Segment Start: SUPPLIED MATERIAL

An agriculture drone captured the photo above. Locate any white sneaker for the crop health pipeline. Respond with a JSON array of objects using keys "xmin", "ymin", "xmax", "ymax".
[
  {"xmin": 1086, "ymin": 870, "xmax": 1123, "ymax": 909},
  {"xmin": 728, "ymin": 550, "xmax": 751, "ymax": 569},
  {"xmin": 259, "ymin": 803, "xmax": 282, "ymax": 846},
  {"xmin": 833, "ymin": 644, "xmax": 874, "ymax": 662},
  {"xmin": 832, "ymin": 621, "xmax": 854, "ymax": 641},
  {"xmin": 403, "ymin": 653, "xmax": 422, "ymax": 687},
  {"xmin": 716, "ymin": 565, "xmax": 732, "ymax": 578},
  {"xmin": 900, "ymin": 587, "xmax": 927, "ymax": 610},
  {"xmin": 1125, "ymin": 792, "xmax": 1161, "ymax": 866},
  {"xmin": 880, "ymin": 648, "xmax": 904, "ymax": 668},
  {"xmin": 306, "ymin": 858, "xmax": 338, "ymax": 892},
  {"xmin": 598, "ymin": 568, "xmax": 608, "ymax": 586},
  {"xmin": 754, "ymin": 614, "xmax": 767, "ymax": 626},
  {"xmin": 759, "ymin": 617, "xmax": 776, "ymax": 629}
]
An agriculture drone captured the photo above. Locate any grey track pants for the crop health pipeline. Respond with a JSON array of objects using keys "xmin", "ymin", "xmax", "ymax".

Segment End: SUPPLIED MATERIAL

# WORK ITEM:
Nothing should be dropped or changed, so repeat all of the entries exactly.

# WRITTEN RESPONSE:
An agriculture drone captured the photo above. Locate any white sneaker for the crop health pipeline. Respond with a JSON array of objects using keys "xmin", "ymin", "xmax", "ymax".
[
  {"xmin": 1086, "ymin": 870, "xmax": 1123, "ymax": 909},
  {"xmin": 728, "ymin": 550, "xmax": 751, "ymax": 569},
  {"xmin": 259, "ymin": 803, "xmax": 282, "ymax": 846},
  {"xmin": 833, "ymin": 644, "xmax": 874, "ymax": 662},
  {"xmin": 832, "ymin": 621, "xmax": 854, "ymax": 641},
  {"xmin": 403, "ymin": 653, "xmax": 422, "ymax": 687},
  {"xmin": 716, "ymin": 565, "xmax": 732, "ymax": 578},
  {"xmin": 900, "ymin": 587, "xmax": 927, "ymax": 610},
  {"xmin": 1125, "ymin": 792, "xmax": 1161, "ymax": 866},
  {"xmin": 880, "ymin": 648, "xmax": 904, "ymax": 668},
  {"xmin": 306, "ymin": 858, "xmax": 338, "ymax": 892},
  {"xmin": 598, "ymin": 568, "xmax": 608, "ymax": 586},
  {"xmin": 754, "ymin": 614, "xmax": 767, "ymax": 626},
  {"xmin": 759, "ymin": 617, "xmax": 776, "ymax": 629}
]
An agriculture drone captured the photo above. Locate any grey track pants for the crop health pipeline. Respond with a JSON array of objects using keys "xmin", "ymin", "xmax", "ymax".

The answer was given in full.